Rows from a data source:
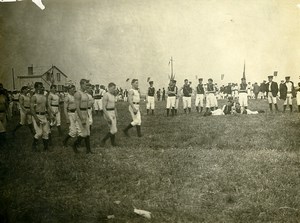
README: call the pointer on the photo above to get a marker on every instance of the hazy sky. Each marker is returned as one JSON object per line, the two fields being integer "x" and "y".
{"x": 111, "y": 40}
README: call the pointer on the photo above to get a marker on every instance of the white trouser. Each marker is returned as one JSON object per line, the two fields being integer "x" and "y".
{"x": 289, "y": 99}
{"x": 90, "y": 113}
{"x": 151, "y": 102}
{"x": 43, "y": 129}
{"x": 25, "y": 118}
{"x": 187, "y": 102}
{"x": 298, "y": 98}
{"x": 272, "y": 99}
{"x": 83, "y": 126}
{"x": 171, "y": 100}
{"x": 113, "y": 124}
{"x": 199, "y": 100}
{"x": 56, "y": 114}
{"x": 98, "y": 105}
{"x": 136, "y": 118}
{"x": 73, "y": 130}
{"x": 211, "y": 100}
{"x": 243, "y": 99}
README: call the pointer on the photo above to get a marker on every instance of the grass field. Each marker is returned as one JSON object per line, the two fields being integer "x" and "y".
{"x": 240, "y": 168}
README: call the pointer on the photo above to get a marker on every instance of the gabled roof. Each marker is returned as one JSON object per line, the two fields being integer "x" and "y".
{"x": 40, "y": 75}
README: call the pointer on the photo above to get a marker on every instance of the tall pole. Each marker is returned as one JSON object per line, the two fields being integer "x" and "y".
{"x": 13, "y": 76}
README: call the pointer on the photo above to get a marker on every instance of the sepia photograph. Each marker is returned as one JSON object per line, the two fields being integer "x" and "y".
{"x": 158, "y": 111}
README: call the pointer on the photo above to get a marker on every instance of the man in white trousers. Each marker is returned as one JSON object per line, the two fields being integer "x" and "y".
{"x": 134, "y": 108}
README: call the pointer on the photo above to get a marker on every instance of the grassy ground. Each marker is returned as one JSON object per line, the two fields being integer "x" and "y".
{"x": 243, "y": 168}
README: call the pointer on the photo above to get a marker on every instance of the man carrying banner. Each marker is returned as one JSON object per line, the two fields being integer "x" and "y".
{"x": 134, "y": 108}
{"x": 150, "y": 98}
{"x": 199, "y": 96}
{"x": 272, "y": 91}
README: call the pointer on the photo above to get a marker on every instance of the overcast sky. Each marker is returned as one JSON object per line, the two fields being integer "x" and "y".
{"x": 105, "y": 40}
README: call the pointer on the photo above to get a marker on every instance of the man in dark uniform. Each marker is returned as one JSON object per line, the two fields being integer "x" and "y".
{"x": 172, "y": 93}
{"x": 150, "y": 98}
{"x": 187, "y": 94}
{"x": 272, "y": 91}
{"x": 199, "y": 96}
{"x": 163, "y": 95}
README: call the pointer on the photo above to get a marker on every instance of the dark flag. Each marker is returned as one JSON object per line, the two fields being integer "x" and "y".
{"x": 244, "y": 72}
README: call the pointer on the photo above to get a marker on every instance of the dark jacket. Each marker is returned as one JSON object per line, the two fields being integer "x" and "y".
{"x": 274, "y": 88}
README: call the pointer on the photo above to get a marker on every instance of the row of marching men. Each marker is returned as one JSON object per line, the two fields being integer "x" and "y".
{"x": 208, "y": 93}
{"x": 40, "y": 112}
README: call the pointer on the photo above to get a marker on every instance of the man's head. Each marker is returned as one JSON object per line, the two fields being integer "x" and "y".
{"x": 112, "y": 88}
{"x": 287, "y": 78}
{"x": 39, "y": 88}
{"x": 71, "y": 89}
{"x": 270, "y": 78}
{"x": 83, "y": 84}
{"x": 53, "y": 88}
{"x": 135, "y": 83}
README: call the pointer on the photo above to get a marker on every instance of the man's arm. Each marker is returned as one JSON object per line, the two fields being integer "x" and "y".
{"x": 32, "y": 109}
{"x": 66, "y": 104}
{"x": 77, "y": 98}
{"x": 130, "y": 100}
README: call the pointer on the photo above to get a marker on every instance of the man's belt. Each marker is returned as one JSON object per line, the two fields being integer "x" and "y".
{"x": 40, "y": 113}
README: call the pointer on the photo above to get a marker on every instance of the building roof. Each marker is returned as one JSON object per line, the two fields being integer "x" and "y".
{"x": 40, "y": 75}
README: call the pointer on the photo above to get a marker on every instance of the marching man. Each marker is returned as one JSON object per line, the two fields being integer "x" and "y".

● Given problem
Reproduce every row above verbatim, omitting the pictures.

● Solved exercise
README: call the pointer on the photo above to get a marker on every instance of the hazy sky. Each marker is returned as one JSON object per line, the two fields being integer "x" and "y".
{"x": 111, "y": 40}
README: call the pointer on the photo above to get a marker on every instance of the white trouser. Each marker is returned as one JSON object per line, the two fields being integer "x" and "y".
{"x": 289, "y": 99}
{"x": 90, "y": 113}
{"x": 151, "y": 102}
{"x": 43, "y": 129}
{"x": 25, "y": 118}
{"x": 187, "y": 102}
{"x": 298, "y": 98}
{"x": 272, "y": 99}
{"x": 83, "y": 126}
{"x": 171, "y": 100}
{"x": 113, "y": 124}
{"x": 199, "y": 100}
{"x": 56, "y": 114}
{"x": 98, "y": 105}
{"x": 136, "y": 118}
{"x": 73, "y": 130}
{"x": 211, "y": 100}
{"x": 243, "y": 99}
README: call the pointer on the photo above to get a marker on every instance of the grass field. Each marker is returned as one JSON object per line, the two fields being integer "x" and "y".
{"x": 240, "y": 168}
README: call the pointer on the photo above to get a marker on every instance of the gabled roof. Each marker is returned as one JSON object per line, the two fields being integer "x" and "y".
{"x": 40, "y": 75}
README: call the pointer on the photo above to get a marker on every instance of the tall pole. Each marker is returned as one JSON object per line, the two fields being integer "x" and "y".
{"x": 13, "y": 76}
README: call the pointer on the photo above to get a marker on every instance of the sepia photograph. Each marker is returned as one JSON object per line, the two fields being integer "x" and "y".
{"x": 158, "y": 111}
README: call the pointer on the photo above to get a marker on every instance of the man in white trousers. Each marker is returned as one JSON object per line, the two fields being integer "x" and "y".
{"x": 134, "y": 108}
README: call the pointer on the photo above to get a marker on every instance of the grassy ground. Each marker is returned as one JSON object per line, the two fields being integer "x" and "y".
{"x": 243, "y": 168}
README: call the pointer on the photo above to get a marker on every instance of the man carrying banner. Each marker is returned as one JSON object per line, the two fields being integer "x" and "y".
{"x": 134, "y": 108}
{"x": 150, "y": 98}
{"x": 199, "y": 96}
{"x": 272, "y": 91}
README: call the pointer on the photo above to get a marker on every instance of the overcast sky. Each marker is returned as one JSON object per line, the two fields being integer "x" and "y".
{"x": 105, "y": 40}
README: call the pointer on the photo above to get a marker on every instance of the man in dark uniform. Each marker is returned as one JSON object per line, the two fields being integer "x" and "y".
{"x": 172, "y": 93}
{"x": 150, "y": 98}
{"x": 187, "y": 94}
{"x": 272, "y": 91}
{"x": 199, "y": 96}
{"x": 163, "y": 95}
README: call the pointer on the photo above to get a marker on every instance of the dark flag. Each marker is returned as one JSON object per line, the two fields being integer "x" and "y".
{"x": 244, "y": 72}
README: call the pointer on the photo above to get a marker on every instance of the dark jacket. Each marker is returned as one JSON object per line, the two fields being integer "x" and "y".
{"x": 274, "y": 88}
README: call the pointer on the photo above to get a marker on every instance of the row of marching men. Each marker is returned as one JSON object per line, the two fields being integer "x" and "y".
{"x": 208, "y": 93}
{"x": 40, "y": 112}
README: call the pointer on the photo above to get a marker on every instance of the man's head. Each marker is returned as one JSON object per line, the two fields being integer "x" and "y".
{"x": 112, "y": 88}
{"x": 287, "y": 78}
{"x": 39, "y": 88}
{"x": 71, "y": 89}
{"x": 270, "y": 78}
{"x": 83, "y": 84}
{"x": 53, "y": 88}
{"x": 135, "y": 83}
README: call the pointer on the photo above to get a marker on every instance of the man's arm. Each marker is returned as one JSON object per line, the two fields being integer "x" and "y".
{"x": 32, "y": 109}
{"x": 66, "y": 104}
{"x": 77, "y": 98}
{"x": 130, "y": 100}
README: call the pointer on the photo above to get a marker on every instance of the man's belt. Each marker is returned as one JSON object per line, the two fields being integer "x" and "y".
{"x": 40, "y": 113}
README: call the pointer on the photo above to get a marker on every instance of the building roof. Each marker is returned as one JSON object per line, the two fields being integer "x" and "y".
{"x": 40, "y": 75}
README: call the pointer on the photo above to get a marker on every instance of the marching man. Each marker is returned as one JSON object per line, the two fields being integer "x" and "y".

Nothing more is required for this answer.